Reproduce all of the listing below without alteration.

++++ Task inputs

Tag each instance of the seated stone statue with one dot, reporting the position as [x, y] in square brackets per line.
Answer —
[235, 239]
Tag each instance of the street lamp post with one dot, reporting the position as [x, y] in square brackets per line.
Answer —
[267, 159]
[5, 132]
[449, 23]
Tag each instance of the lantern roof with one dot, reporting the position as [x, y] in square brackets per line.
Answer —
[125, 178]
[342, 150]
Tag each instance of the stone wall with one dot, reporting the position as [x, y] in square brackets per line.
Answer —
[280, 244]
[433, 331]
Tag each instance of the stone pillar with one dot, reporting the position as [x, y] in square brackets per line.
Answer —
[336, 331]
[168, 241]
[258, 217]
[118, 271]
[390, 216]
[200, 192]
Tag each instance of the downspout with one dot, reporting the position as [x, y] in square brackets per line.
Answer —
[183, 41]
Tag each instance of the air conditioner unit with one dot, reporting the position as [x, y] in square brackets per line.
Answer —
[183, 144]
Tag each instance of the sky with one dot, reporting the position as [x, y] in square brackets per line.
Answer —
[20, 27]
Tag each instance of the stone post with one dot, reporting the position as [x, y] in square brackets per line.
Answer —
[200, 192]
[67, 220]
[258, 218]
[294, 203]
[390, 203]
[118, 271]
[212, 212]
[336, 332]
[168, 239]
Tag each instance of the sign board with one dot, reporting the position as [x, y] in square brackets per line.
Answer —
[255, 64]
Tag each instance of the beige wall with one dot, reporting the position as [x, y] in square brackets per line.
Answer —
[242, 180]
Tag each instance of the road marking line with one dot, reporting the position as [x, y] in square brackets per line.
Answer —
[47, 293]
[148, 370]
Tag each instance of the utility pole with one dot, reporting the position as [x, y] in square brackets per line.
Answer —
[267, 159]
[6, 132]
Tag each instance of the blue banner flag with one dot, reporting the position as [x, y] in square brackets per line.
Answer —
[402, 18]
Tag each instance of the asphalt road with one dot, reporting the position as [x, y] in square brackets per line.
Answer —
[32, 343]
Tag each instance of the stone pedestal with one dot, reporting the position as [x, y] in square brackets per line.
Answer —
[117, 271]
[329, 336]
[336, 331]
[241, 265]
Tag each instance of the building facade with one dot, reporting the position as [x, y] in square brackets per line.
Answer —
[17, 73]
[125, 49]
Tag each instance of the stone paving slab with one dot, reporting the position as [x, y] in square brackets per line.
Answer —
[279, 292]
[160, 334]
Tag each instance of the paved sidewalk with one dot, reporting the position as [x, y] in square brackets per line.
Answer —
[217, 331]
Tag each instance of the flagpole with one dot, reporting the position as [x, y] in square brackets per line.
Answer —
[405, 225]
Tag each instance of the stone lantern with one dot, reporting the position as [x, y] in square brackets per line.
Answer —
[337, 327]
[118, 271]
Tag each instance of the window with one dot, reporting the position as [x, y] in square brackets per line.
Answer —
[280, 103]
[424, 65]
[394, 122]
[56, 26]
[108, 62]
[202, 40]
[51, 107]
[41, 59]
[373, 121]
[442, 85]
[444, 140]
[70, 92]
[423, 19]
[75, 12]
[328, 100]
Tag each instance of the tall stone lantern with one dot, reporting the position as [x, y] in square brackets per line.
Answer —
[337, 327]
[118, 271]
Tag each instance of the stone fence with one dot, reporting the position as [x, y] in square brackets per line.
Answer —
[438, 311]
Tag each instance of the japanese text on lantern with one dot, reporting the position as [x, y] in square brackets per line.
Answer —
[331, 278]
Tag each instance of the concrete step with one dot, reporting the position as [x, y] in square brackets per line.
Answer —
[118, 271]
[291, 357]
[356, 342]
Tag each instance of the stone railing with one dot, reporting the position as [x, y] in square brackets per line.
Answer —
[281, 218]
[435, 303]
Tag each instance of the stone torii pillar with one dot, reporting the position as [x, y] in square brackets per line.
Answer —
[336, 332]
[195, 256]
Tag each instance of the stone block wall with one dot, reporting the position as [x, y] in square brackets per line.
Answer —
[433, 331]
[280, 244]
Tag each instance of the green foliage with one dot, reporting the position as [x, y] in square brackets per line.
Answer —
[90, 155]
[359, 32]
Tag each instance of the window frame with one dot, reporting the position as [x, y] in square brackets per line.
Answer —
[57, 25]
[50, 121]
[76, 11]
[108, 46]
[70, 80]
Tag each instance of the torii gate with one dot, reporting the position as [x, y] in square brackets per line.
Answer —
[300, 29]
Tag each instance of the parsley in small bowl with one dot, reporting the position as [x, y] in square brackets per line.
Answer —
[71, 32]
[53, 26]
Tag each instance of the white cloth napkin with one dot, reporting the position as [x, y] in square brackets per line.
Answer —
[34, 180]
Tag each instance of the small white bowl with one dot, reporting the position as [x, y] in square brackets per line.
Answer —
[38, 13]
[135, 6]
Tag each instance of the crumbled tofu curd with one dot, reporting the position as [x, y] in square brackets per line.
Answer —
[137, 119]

++++++++

**Problem solution:**
Tag each instance of the seated stone statue with one dot, reporting the position as [x, y] in square brackets per line.
Answer —
[235, 239]
Tag each instance of the street lamp post with one dot, reporting the position as [x, y] in square brackets per line.
Answer —
[267, 159]
[5, 132]
[449, 23]
Tag each instance of the lantern roof with one dot, reporting the position as [x, y] in square brackets per line.
Answer —
[125, 178]
[342, 150]
Tag each instance of the stone wall with one dot, reporting the position as [x, y] in square brackets per line.
Answer —
[280, 244]
[433, 331]
Tag each instance of the stone pillar with one dot, reporting the position as [x, y] in square brackets per line.
Answer —
[336, 331]
[168, 241]
[258, 217]
[118, 271]
[390, 216]
[200, 192]
Tag each instance of the downspout with one dot, reporting the position as [x, y] in square brackets per line.
Answer —
[183, 41]
Tag each instance of the air conditioner unit with one dot, reporting the position as [x, y] in square brackets per line.
Answer —
[183, 144]
Tag each instance of the sky with one dot, reporting the position as [x, y] in square brackets per line.
Answer —
[20, 27]
Tag each instance of the stone post with one dot, reporting the position as [x, y] in square brackets per line.
Answer —
[200, 192]
[67, 220]
[258, 218]
[294, 203]
[390, 203]
[118, 271]
[212, 212]
[336, 332]
[168, 239]
Tag each instance of the sign board with one dot, reporting the position as [x, y] in square brackets per line.
Answer —
[255, 64]
Tag each instance of the beige wall with one dot, reporting the position as [x, y] in square brackets per line.
Answer —
[242, 180]
Tag each instance of the road marking line with one dot, reporting the position as [x, y] in square brackets per line.
Answer —
[47, 293]
[148, 370]
Tag each instance of the utility pole with one dot, reporting the position as [x, y] in square brackets per line.
Answer —
[267, 159]
[6, 132]
Tag each instance of the blue banner flag with one dot, reporting the position as [x, y] in square brackets per line.
Answer —
[402, 18]
Tag each instance of the asphalt road with one dot, reporting the position as [x, y] in square brackets per line.
Answer —
[32, 343]
Tag each instance of the stone pedestal with one dot, reporting the position as [x, y] in square brackets per line.
Answer —
[117, 271]
[329, 336]
[336, 331]
[241, 265]
Tag each instance of the building facade with one dot, reporting the position as [x, y] in square brackets per line.
Answer —
[17, 73]
[125, 49]
Tag each instance of the stone paving slab with one dot, reporting the position as [x, y] in square brackets per line.
Answer —
[279, 292]
[160, 334]
Tag each instance of the paved sidewalk with one dot, reporting the position as [x, y] in square brackets per line.
Answer —
[217, 331]
Tag each instance of the flagpole with one dot, reporting the position as [x, y] in square brackets per line.
Answer —
[405, 225]
Tag each instance of the stone lantern with one dot, reporting the position as [x, y] in square brackets per line.
Answer —
[337, 327]
[118, 271]
Tag each instance of the window with one dot, reporting the position as [x, y] in square brackets per line.
Answer —
[280, 103]
[424, 65]
[394, 122]
[56, 26]
[108, 62]
[202, 40]
[51, 107]
[41, 59]
[373, 121]
[442, 85]
[444, 140]
[70, 92]
[423, 19]
[75, 12]
[328, 100]
Tag each instance of the tall stone lantern with one dot, reporting the position as [x, y] in square brackets per line.
Answer —
[337, 327]
[118, 271]
Tag each instance of the stone fence with one dot, reporting the position as [x, y] in square brackets per line.
Answer —
[438, 311]
Tag each instance of the japanese text on lantern with one dot, reporting the position as [x, y] in square brackets per line.
Answer —
[331, 278]
Tag each instance of the concrete step with one dot, reporting the position as [x, y] in square brackets per line.
Answer —
[118, 271]
[291, 357]
[356, 342]
Tag each instance of the stone railing with one dot, reporting the position as [x, y] in square brackets per line.
Answer —
[281, 218]
[435, 303]
Tag each instance of the stone torii pillar with one dot, reporting the position as [x, y] in square brackets per line.
Answer —
[336, 332]
[195, 256]
Tag each instance of the stone block wall with one dot, reporting the position as [x, y] in square brackets per line.
Answer —
[433, 331]
[280, 244]
Tag each instance of the green foliage with one dot, reporting the position as [x, y] in square brackets per line.
Answer —
[90, 155]
[359, 32]
Tag each instance of the window frame with one dot, reporting the position as [x, y] in square brackets per line.
Answer —
[57, 25]
[50, 121]
[76, 11]
[108, 46]
[70, 80]
Tag each instance of the torii gate with one dot, reporting the position as [x, y] in square brackets per line.
Answer —
[300, 29]
Tag each instance of the parsley in small bowl with one dot, reporting the position as [x, y] in square brackets per line.
Answer —
[71, 32]
[53, 26]
Tag each instance of the white cloth napkin with one dot, reporting the position as [x, y] in square brackets per line.
Answer —
[34, 180]
Tag each instance of the small white bowl with one dot, reporting the position as [x, y] in square brackets per line.
Answer —
[38, 13]
[135, 6]
Tag each instance of the crumbled tofu curd with one dot, reporting the position as [x, y] in square brackets per line.
Answer —
[137, 119]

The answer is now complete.